▶ _Work to complete_:
Your task is to copy every line of the entries that contains "carved".

__________

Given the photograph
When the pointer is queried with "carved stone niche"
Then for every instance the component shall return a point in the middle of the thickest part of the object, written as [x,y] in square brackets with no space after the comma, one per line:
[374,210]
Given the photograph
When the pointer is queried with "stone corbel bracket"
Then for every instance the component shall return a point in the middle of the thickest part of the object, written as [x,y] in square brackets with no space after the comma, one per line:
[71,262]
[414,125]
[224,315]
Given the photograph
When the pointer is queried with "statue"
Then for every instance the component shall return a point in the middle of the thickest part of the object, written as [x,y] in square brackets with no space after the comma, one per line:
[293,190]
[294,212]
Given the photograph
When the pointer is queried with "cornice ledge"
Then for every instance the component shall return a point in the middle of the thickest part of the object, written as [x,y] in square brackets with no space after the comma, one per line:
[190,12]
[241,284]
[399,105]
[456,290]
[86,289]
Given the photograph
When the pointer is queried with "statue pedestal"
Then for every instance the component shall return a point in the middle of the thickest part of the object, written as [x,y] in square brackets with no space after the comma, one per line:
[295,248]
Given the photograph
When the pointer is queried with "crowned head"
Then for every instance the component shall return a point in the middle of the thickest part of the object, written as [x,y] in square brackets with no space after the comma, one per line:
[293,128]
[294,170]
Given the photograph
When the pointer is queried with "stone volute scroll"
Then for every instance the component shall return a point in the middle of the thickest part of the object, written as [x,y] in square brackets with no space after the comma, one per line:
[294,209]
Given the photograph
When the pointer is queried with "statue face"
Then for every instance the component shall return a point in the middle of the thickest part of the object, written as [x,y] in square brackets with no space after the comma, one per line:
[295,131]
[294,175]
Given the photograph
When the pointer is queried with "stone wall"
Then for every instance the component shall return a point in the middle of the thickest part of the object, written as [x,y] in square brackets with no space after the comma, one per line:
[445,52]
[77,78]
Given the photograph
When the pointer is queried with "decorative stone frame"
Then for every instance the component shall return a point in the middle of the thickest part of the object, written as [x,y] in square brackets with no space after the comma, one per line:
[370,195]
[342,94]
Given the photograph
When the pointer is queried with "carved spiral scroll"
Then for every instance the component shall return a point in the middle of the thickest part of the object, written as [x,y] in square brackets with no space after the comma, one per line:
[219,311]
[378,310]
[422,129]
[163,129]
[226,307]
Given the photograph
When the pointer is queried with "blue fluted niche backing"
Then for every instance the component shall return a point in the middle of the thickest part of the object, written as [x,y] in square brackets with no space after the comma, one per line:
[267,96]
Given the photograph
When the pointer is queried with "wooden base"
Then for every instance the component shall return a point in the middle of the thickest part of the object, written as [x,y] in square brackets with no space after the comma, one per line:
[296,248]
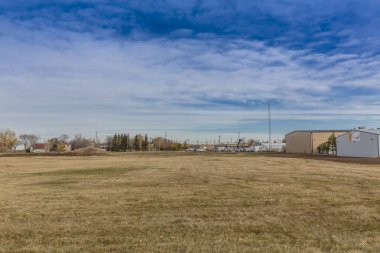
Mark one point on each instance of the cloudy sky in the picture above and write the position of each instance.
(196, 69)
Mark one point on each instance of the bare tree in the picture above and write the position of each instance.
(64, 138)
(28, 140)
(8, 140)
(80, 141)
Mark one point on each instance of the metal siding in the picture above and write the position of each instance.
(368, 146)
(298, 142)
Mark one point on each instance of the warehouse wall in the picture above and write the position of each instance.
(298, 142)
(320, 137)
(368, 146)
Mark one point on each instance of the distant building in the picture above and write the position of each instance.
(274, 147)
(307, 141)
(39, 148)
(359, 143)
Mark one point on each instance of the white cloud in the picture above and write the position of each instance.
(65, 82)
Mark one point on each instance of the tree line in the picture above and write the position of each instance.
(120, 142)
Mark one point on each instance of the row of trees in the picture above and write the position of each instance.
(9, 141)
(125, 142)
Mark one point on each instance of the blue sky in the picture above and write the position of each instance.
(196, 69)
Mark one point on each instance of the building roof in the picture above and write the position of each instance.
(371, 131)
(317, 131)
(39, 146)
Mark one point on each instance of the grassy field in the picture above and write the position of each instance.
(188, 203)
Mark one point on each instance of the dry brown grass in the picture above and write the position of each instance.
(188, 203)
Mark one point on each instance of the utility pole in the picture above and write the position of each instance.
(270, 129)
(166, 141)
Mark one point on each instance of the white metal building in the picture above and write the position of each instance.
(359, 143)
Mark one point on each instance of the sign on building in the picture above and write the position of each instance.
(354, 136)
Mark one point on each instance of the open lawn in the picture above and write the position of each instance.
(188, 203)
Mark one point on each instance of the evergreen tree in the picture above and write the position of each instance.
(114, 143)
(124, 144)
(145, 143)
(136, 143)
(128, 141)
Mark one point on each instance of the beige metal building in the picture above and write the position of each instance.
(307, 141)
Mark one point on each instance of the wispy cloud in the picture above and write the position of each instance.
(193, 67)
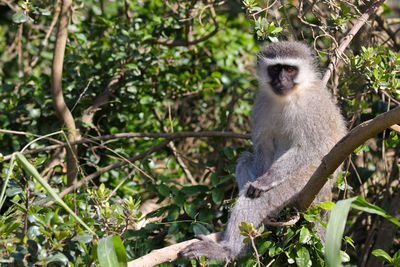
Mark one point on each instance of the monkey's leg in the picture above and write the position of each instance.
(245, 169)
(245, 210)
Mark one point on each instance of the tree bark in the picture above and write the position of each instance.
(60, 106)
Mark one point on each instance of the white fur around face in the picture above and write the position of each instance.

__________

▶ _Solution to the problem_:
When the pointer is queried with "carved stone niche"
When the pointer is queried with "carved spiral scroll"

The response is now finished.